Assignment
Show the lines of the material that contain the word "building".

Entries provided
^^^^

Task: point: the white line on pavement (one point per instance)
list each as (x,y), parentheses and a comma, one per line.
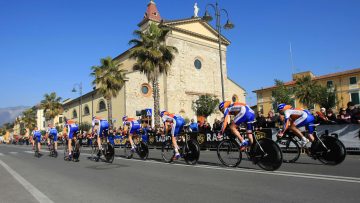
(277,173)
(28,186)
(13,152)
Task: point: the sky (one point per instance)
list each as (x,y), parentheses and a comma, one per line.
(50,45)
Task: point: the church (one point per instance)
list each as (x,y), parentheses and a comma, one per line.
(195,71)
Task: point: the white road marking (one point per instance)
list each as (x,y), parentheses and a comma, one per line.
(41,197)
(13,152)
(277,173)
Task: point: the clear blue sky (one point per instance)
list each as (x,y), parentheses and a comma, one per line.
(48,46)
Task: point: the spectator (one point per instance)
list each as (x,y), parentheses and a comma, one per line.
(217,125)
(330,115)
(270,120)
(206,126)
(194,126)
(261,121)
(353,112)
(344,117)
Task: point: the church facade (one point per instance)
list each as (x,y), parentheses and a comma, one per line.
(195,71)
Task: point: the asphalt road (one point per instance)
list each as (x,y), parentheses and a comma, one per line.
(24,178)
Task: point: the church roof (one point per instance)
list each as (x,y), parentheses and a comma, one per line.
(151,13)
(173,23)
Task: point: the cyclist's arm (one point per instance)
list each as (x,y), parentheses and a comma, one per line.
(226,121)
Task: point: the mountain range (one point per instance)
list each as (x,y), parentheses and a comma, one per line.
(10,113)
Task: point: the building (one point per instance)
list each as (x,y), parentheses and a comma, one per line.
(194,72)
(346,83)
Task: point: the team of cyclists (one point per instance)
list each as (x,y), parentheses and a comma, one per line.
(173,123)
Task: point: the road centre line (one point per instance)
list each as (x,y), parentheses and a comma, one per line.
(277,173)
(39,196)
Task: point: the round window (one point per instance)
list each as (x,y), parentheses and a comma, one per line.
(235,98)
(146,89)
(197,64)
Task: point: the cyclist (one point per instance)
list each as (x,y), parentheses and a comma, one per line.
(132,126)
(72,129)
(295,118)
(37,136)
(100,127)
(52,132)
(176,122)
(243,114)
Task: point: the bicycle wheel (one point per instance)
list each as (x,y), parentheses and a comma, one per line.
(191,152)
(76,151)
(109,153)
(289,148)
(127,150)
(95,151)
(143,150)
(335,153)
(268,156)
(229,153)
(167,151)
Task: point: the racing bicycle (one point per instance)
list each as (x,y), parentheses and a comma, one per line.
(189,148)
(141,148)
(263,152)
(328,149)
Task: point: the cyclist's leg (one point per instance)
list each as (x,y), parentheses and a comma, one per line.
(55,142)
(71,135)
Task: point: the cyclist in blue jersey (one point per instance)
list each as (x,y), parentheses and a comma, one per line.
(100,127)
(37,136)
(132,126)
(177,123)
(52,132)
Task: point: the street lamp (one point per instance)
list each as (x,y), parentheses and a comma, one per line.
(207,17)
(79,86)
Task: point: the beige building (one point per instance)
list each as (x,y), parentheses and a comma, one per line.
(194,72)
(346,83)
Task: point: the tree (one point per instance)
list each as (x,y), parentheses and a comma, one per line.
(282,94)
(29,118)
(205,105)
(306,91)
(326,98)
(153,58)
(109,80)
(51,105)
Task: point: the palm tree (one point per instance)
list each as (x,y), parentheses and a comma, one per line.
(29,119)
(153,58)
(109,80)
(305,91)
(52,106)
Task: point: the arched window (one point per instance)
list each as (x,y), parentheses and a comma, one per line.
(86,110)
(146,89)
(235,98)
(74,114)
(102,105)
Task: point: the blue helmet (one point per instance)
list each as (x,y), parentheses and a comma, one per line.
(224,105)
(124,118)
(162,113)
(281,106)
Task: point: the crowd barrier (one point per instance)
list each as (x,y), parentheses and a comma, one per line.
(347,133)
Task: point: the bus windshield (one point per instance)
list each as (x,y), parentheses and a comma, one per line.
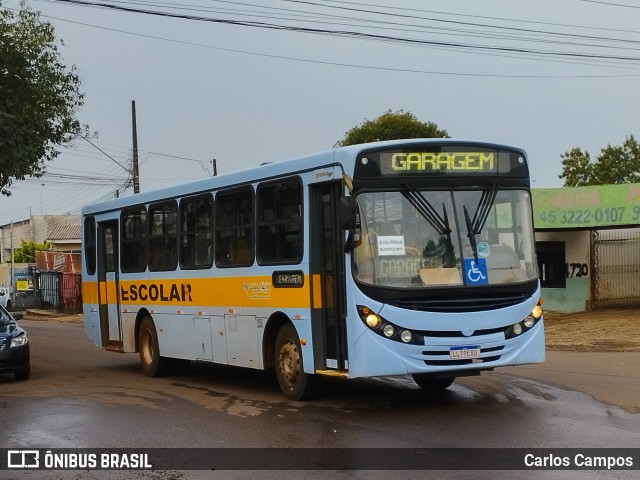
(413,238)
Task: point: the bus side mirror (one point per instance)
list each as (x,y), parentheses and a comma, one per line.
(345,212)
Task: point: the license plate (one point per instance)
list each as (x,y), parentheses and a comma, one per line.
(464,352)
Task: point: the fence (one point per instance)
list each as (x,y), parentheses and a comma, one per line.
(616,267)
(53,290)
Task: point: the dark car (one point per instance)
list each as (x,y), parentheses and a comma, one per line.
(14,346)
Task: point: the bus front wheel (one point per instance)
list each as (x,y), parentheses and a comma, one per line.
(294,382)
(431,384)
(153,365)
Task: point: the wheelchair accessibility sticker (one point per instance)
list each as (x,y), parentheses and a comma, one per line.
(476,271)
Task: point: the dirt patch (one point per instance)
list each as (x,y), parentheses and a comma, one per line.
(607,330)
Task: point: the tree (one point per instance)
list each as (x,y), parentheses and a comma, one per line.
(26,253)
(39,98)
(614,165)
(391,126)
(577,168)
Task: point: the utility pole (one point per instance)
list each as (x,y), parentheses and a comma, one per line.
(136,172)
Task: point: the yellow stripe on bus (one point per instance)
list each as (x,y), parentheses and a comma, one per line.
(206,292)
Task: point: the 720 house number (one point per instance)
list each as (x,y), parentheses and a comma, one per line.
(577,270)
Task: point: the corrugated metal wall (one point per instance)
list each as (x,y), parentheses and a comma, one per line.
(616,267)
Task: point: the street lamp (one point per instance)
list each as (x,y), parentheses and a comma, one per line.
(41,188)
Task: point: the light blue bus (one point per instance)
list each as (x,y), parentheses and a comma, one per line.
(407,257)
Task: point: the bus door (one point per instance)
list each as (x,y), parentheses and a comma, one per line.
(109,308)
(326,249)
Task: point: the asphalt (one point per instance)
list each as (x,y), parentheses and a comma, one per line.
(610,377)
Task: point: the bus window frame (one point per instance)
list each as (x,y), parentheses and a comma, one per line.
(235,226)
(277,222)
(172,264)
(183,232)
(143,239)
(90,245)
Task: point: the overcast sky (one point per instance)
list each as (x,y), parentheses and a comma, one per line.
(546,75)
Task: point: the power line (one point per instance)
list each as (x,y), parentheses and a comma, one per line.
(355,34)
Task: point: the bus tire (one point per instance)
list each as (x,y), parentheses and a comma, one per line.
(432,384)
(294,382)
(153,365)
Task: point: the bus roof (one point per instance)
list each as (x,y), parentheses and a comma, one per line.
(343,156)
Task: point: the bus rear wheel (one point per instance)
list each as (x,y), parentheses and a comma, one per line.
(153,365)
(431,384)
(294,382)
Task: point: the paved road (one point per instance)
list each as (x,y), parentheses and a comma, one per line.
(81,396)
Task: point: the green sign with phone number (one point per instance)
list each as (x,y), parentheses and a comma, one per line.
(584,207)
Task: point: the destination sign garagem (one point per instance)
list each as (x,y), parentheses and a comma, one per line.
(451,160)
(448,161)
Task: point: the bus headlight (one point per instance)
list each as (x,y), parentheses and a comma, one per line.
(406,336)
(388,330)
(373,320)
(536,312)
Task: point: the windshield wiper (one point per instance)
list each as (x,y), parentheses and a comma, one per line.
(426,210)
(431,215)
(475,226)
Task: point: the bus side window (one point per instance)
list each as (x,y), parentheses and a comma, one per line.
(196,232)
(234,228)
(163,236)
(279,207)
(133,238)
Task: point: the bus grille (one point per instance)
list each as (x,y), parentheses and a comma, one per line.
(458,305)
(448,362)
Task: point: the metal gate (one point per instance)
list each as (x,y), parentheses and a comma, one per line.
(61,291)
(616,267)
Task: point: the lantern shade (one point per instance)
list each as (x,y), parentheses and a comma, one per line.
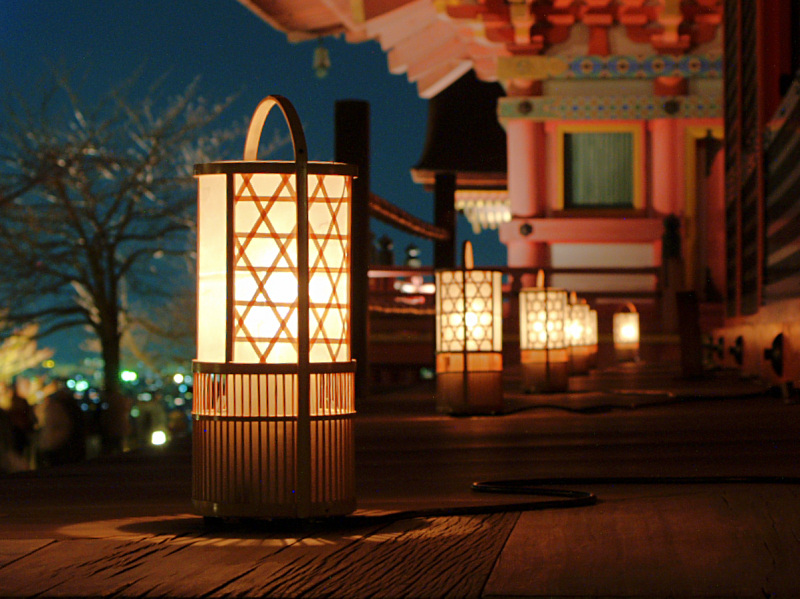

^^^^

Exercise result
Task: point: the building (one point per instance)
Task: point: the beige building (one point per instance)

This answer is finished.